DATA EXTRACT =>
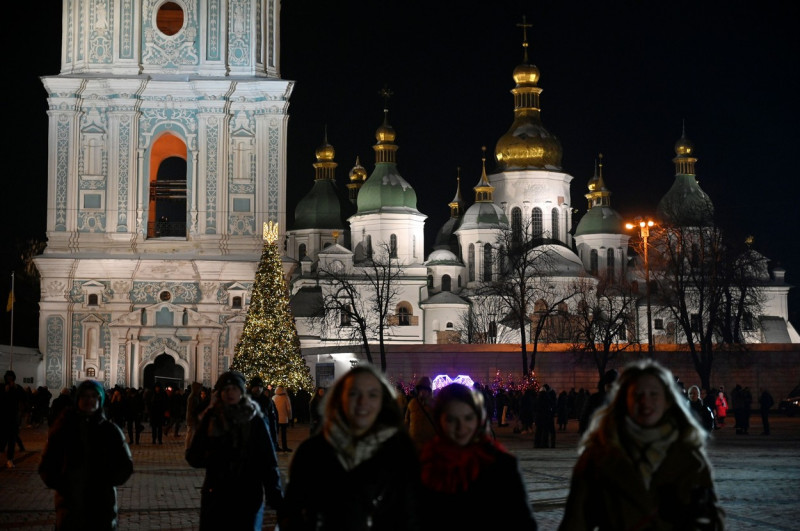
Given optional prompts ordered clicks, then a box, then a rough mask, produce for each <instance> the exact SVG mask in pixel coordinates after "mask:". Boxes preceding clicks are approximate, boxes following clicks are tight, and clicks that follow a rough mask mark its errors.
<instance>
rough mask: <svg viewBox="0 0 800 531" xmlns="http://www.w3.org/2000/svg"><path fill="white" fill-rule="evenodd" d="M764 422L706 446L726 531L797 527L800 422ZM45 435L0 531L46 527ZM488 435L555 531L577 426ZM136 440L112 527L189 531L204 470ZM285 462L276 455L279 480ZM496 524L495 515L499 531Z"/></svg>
mask: <svg viewBox="0 0 800 531" xmlns="http://www.w3.org/2000/svg"><path fill="white" fill-rule="evenodd" d="M771 423H772V435H769V436H762V435H758V434H759V433H760V432H761V421H760V417H759V416H757V415H754V416H753V417H752V424H751V426H752V427H751V430H750V431H751V433H752V434H751V435H736V434H735V433H734V431H733V428H732V427H731V426H730V425H729V426H727V427H725V428H723V429H722V430H719V431H716V432H715V433H714V438H713V440H712V441H711V442H710V444H709V456H710V458H711V462H712V464H713V466H714V471H715V477H716V483H717V489H718V495H719V497H720V499H721V502H722V506H723V507H724V508H725V510H726V511H727V513H728V529H730V530H750V529H769V530H786V531H788V530H795V529H800V507H799V506H798V505H799V503H798V489H799V488H800V417H795V418H788V417H783V416H775V417H773V418H772V419H771ZM46 430H47V428H46V426H41V427H39V428H26V429H23V430H22V440H23V442H24V444H25V447H26V450H25V451H24V452H18V453H17V456H16V459H15V461H16V468H13V469H6V468H5V467H3V468H2V469H0V529H25V530H51V529H53V526H54V523H55V511H54V509H53V492H52V491H51V490H49V489H47V488H45V486H44V484H43V483H42V482H41V480H40V479H39V476H38V474H37V473H36V467H37V465H38V463H39V458H40V455H41V451H42V448H43V446H44V443H45V439H46ZM495 431H496V432H497V436H498V439H499V440H500V441H501V442H502V443H503V444H504V445H505V446H506V447H507V448H508V449H509V450H510V451H511V452H513V453H514V454H516V455H517V456H518V458H519V460H520V466H521V468H522V471H523V474H524V476H525V478H526V481H527V484H528V489H529V494H530V498H531V501H532V503H533V507H534V512H535V514H536V518H537V521H538V522H539V528H540V529H542V530H544V531H547V530H552V529H556V528H557V527H558V523H559V522H560V520H561V516H562V514H563V511H564V503H565V500H566V496H567V492H568V488H569V479H570V474H571V471H572V467H573V465H574V463H575V458H576V453H575V447H576V443H577V440H578V435H577V422H576V421H570V423H569V426H568V429H567V431H566V432H558V433H557V438H556V446H557V448H554V449H549V448H547V449H544V448H542V449H539V448H533V435H532V434H514V433H512V432H511V429H510V428H497V427H495ZM307 434H308V427H307V426H306V425H298V426H296V427H294V428H291V429H290V430H289V444H290V446H291V447H292V448H296V447H297V445H298V444H299V443H300V442H301V441H302V440H303V439H304V438H305V437H306V436H307ZM142 441H143V443H144V444H140V445H138V446H137V445H134V446H132V447H131V449H132V451H133V459H134V470H135V471H134V474H133V476H132V477H131V479H130V480H128V482H127V483H126V484H125V485H123V486H122V487H120V488H119V489H118V497H119V508H120V529H121V530H123V531H126V530H145V529H158V530H189V529H197V526H198V520H199V506H200V485H201V484H202V480H203V470H196V469H193V468H190V467H189V466H188V465H187V464H186V462H185V461H184V460H183V437H182V436H181V437H180V438H177V439H176V438H174V437H173V436H169V437H166V436H165V437H164V444H163V445H161V446H157V445H152V444H150V442H149V441H150V433H149V431H145V432H144V433H143V434H142ZM291 455H292V454H291V453H290V454H283V453H282V454H279V457H278V459H279V462H280V465H281V470H282V472H283V474H284V478H285V474H286V468H287V466H288V464H289V460H290V459H291ZM3 458H5V456H3ZM3 460H5V459H3ZM486 510H494V508H492V507H487V508H486ZM501 522H502V515H498V529H501V528H502V524H501ZM274 525H275V515H274V513H273V512H268V513H267V515H266V518H265V526H264V529H270V530H271V529H273V527H274Z"/></svg>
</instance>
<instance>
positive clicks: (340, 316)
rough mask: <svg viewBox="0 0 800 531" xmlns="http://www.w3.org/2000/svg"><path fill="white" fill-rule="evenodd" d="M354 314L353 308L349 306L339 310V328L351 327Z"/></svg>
mask: <svg viewBox="0 0 800 531" xmlns="http://www.w3.org/2000/svg"><path fill="white" fill-rule="evenodd" d="M351 313H352V306H351V305H349V304H343V305H342V306H341V308H340V309H339V326H350V325H351V324H352V323H351V320H350V314H351Z"/></svg>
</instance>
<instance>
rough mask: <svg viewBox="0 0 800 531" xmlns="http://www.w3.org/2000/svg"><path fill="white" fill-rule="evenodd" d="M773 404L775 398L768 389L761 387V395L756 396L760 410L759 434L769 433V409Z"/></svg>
mask: <svg viewBox="0 0 800 531" xmlns="http://www.w3.org/2000/svg"><path fill="white" fill-rule="evenodd" d="M774 404H775V400H774V399H773V398H772V395H771V394H769V391H767V390H766V389H762V390H761V395H760V396H759V397H758V408H759V410H760V411H761V426H762V427H763V431H762V432H761V435H769V410H770V408H772V406H773V405H774Z"/></svg>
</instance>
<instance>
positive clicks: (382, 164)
mask: <svg viewBox="0 0 800 531" xmlns="http://www.w3.org/2000/svg"><path fill="white" fill-rule="evenodd" d="M398 208H399V209H404V208H408V209H412V210H416V209H417V193H416V192H415V191H414V189H413V188H412V187H411V185H410V184H408V181H406V180H405V179H403V177H402V176H401V175H400V173H398V171H397V165H396V164H394V163H391V162H381V163H378V164H376V165H375V171H373V172H372V175H370V176H369V179H367V180H366V182H364V185H363V186H362V187H361V189H360V190H359V191H358V212H359V213H363V212H374V211H380V210H384V209H398Z"/></svg>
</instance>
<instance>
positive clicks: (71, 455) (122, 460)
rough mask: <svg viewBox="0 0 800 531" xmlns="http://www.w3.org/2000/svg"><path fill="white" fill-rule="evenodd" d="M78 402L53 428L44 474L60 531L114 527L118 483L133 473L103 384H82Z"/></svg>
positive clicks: (125, 479) (49, 445)
mask: <svg viewBox="0 0 800 531" xmlns="http://www.w3.org/2000/svg"><path fill="white" fill-rule="evenodd" d="M75 400H76V403H75V407H73V408H69V409H65V410H64V412H63V414H62V415H60V416H59V418H58V419H57V420H56V422H55V424H54V425H53V426H52V427H51V429H50V432H49V434H48V437H47V443H46V446H45V448H44V451H43V452H42V459H41V462H40V463H39V469H38V471H39V476H40V477H41V478H42V481H44V484H45V485H47V487H48V488H51V489H54V490H55V509H56V529H57V530H60V531H67V530H70V531H71V530H75V531H79V530H84V529H93V530H114V529H117V527H118V525H117V524H118V520H117V518H118V510H117V489H116V487H118V486H120V485H122V484H124V483H125V482H126V481H128V479H129V478H130V477H131V475H132V474H133V458H132V457H131V451H130V447H129V446H128V444H127V443H126V442H125V435H124V434H123V433H122V429H121V428H120V427H119V426H117V425H116V424H115V423H113V422H111V421H110V420H109V419H107V418H106V416H105V413H104V411H103V406H104V405H105V392H104V390H103V386H102V385H101V384H100V383H99V382H96V381H94V380H85V381H84V382H82V383H81V384H80V385H79V386H78V390H77V392H76V397H75Z"/></svg>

WORK ORDER => Could you retype every line above exactly as it appears, skipping the pictures?

EXERCISE SOLUTION =>
Given optional prompts ordered clicks, then a box, then a rough mask, produce for each <instance> the exact SVG mask in pixel coordinates after "mask:". Boxes preceding clicks are approximate, boxes following clicks are tight, and clicks that follow a rough mask mark its errors.
<instance>
rough mask: <svg viewBox="0 0 800 531" xmlns="http://www.w3.org/2000/svg"><path fill="white" fill-rule="evenodd" d="M764 422L706 446L726 531L797 527L800 422ZM45 435L0 531L46 527ZM488 435L555 531L577 426ZM136 440L112 527L189 531L204 470ZM285 462L276 455L279 480ZM496 524L495 515L499 531Z"/></svg>
mask: <svg viewBox="0 0 800 531" xmlns="http://www.w3.org/2000/svg"><path fill="white" fill-rule="evenodd" d="M771 423H772V435H769V436H762V435H758V434H759V433H760V432H761V421H760V417H759V416H757V415H754V416H753V417H752V424H751V426H752V427H751V430H750V431H751V433H752V434H751V435H736V434H735V433H734V431H733V428H732V427H731V426H730V425H729V426H727V427H725V428H723V429H722V430H719V431H716V432H715V433H714V438H713V440H712V441H711V442H710V444H709V456H710V458H711V462H712V464H713V466H714V471H715V477H716V483H717V489H718V495H719V497H720V499H721V502H722V506H723V507H724V508H725V510H726V511H727V513H728V529H730V530H750V529H769V530H786V531H788V530H795V529H800V507H799V506H798V505H799V503H798V489H799V488H800V417H795V418H788V417H783V416H775V417H773V418H772V419H771ZM46 430H47V428H46V426H41V427H39V428H26V429H23V430H22V440H23V442H24V444H25V447H26V450H25V451H24V452H18V453H17V456H16V459H15V461H16V468H13V469H6V468H5V467H3V468H2V469H0V529H25V530H51V529H53V526H54V523H55V511H54V509H53V492H52V491H51V490H49V489H47V488H45V486H44V484H43V483H42V482H41V480H40V479H39V476H38V474H37V473H36V467H37V465H38V463H39V458H40V455H41V451H42V448H43V446H44V443H45V439H46ZM495 431H496V432H497V436H498V439H499V440H500V441H501V442H502V443H503V444H504V445H505V446H506V447H507V448H508V449H509V450H510V451H511V452H513V453H514V454H516V455H517V456H518V458H519V460H520V466H521V468H522V471H523V474H524V476H525V478H526V481H527V484H528V489H529V494H530V498H531V501H532V503H533V507H534V512H535V514H536V518H537V521H538V522H539V528H540V529H542V530H544V531H547V530H552V529H556V528H557V527H558V523H559V522H560V520H561V516H562V514H563V511H564V503H565V500H566V496H567V492H568V488H569V479H570V474H571V471H572V467H573V465H574V463H575V458H576V453H575V447H576V443H577V440H578V435H577V422H576V421H570V423H569V426H568V429H567V431H566V432H558V433H557V438H556V446H557V448H554V449H549V448H547V449H544V448H542V449H539V448H533V435H532V434H514V433H512V432H511V429H510V428H497V427H495ZM307 434H308V427H307V426H306V425H298V426H296V427H294V428H291V429H290V430H289V444H290V446H291V447H292V448H296V447H297V445H298V444H299V443H300V442H301V441H302V440H303V439H304V438H305V437H306V436H307ZM142 441H143V443H144V444H140V445H138V446H137V445H134V446H132V447H131V449H132V451H133V459H134V470H135V471H134V474H133V476H132V477H131V479H130V480H128V482H127V483H126V484H125V485H123V486H122V487H120V488H119V489H118V497H119V508H120V529H121V530H123V531H126V530H145V529H158V530H189V529H197V526H198V520H199V506H200V485H201V484H202V480H203V470H196V469H193V468H190V467H189V466H188V465H187V464H186V462H185V461H184V460H183V437H182V436H181V437H180V438H177V439H176V438H174V437H173V436H169V437H166V436H165V437H164V444H163V445H161V446H157V445H152V444H150V442H149V441H150V433H149V431H145V432H144V433H143V434H142ZM291 455H292V454H291V453H290V454H283V453H282V454H279V457H278V459H279V462H280V465H281V470H282V472H283V474H284V478H285V474H286V468H287V466H288V464H289V460H290V459H291ZM3 458H5V456H3ZM3 460H5V459H3ZM486 510H494V508H492V507H487V508H486ZM501 522H502V515H498V529H501V528H502V524H501ZM274 525H275V515H274V513H273V512H268V513H267V515H266V518H265V526H264V529H270V530H271V529H273V527H274Z"/></svg>
</instance>
<instance>
positive clicks: (340, 316)
rough mask: <svg viewBox="0 0 800 531" xmlns="http://www.w3.org/2000/svg"><path fill="white" fill-rule="evenodd" d="M354 314L353 308L349 306L339 310V328L351 327Z"/></svg>
mask: <svg viewBox="0 0 800 531" xmlns="http://www.w3.org/2000/svg"><path fill="white" fill-rule="evenodd" d="M351 313H352V306H351V305H349V304H343V305H342V306H341V308H340V309H339V326H350V325H351V324H352V323H351V320H350V314H351Z"/></svg>
</instance>
<instance>
rough mask: <svg viewBox="0 0 800 531" xmlns="http://www.w3.org/2000/svg"><path fill="white" fill-rule="evenodd" d="M773 404L775 398L768 389L761 387V395L756 396L760 410L759 434L769 433V409Z"/></svg>
mask: <svg viewBox="0 0 800 531" xmlns="http://www.w3.org/2000/svg"><path fill="white" fill-rule="evenodd" d="M774 404H775V400H774V399H773V398H772V395H771V394H769V391H767V390H766V389H762V390H761V395H760V396H759V397H758V408H759V410H760V411H761V426H762V427H763V431H762V432H761V435H769V410H770V408H772V406H773V405H774Z"/></svg>
</instance>
<instance>
positive clicks: (382, 164)
mask: <svg viewBox="0 0 800 531" xmlns="http://www.w3.org/2000/svg"><path fill="white" fill-rule="evenodd" d="M398 208H399V209H404V208H408V209H412V210H416V209H417V193H416V192H415V191H414V189H413V188H412V187H411V185H410V184H408V181H406V180H405V179H403V177H402V176H401V175H400V173H398V171H397V165H396V164H394V163H391V162H381V163H378V164H376V165H375V171H373V172H372V175H370V176H369V179H367V180H366V182H364V185H363V186H362V187H361V189H360V190H359V191H358V212H359V213H363V212H374V211H380V210H384V209H398Z"/></svg>
</instance>
<instance>
positive clicks: (71, 455) (122, 460)
rough mask: <svg viewBox="0 0 800 531" xmlns="http://www.w3.org/2000/svg"><path fill="white" fill-rule="evenodd" d="M78 402L53 428L44 474L60 531L114 527L118 483L133 473L103 384H82Z"/></svg>
positive clicks: (125, 479) (49, 445)
mask: <svg viewBox="0 0 800 531" xmlns="http://www.w3.org/2000/svg"><path fill="white" fill-rule="evenodd" d="M75 400H76V403H75V407H73V408H69V409H65V410H64V412H63V414H62V415H60V416H59V418H58V419H57V420H56V422H55V424H54V425H53V426H52V427H51V429H50V432H49V434H48V437H47V443H46V446H45V448H44V451H43V452H42V459H41V462H40V463H39V469H38V471H39V476H40V477H41V478H42V481H44V484H45V485H47V487H48V488H51V489H54V490H55V509H56V529H57V530H60V531H67V530H70V531H71V530H75V531H79V530H84V529H93V530H114V529H117V527H118V525H117V524H118V520H117V518H118V510H117V489H116V487H118V486H120V485H122V484H124V483H125V482H126V481H128V479H129V478H130V477H131V475H132V474H133V458H132V457H131V451H130V447H129V446H128V444H127V443H126V442H125V435H124V434H123V433H122V429H121V428H120V427H119V426H117V425H116V424H115V423H113V422H111V421H110V420H109V419H107V418H106V416H105V413H104V411H103V406H104V405H105V392H104V390H103V386H102V385H101V384H100V383H99V382H96V381H94V380H85V381H84V382H82V383H81V384H80V385H79V386H78V390H77V392H76V397H75Z"/></svg>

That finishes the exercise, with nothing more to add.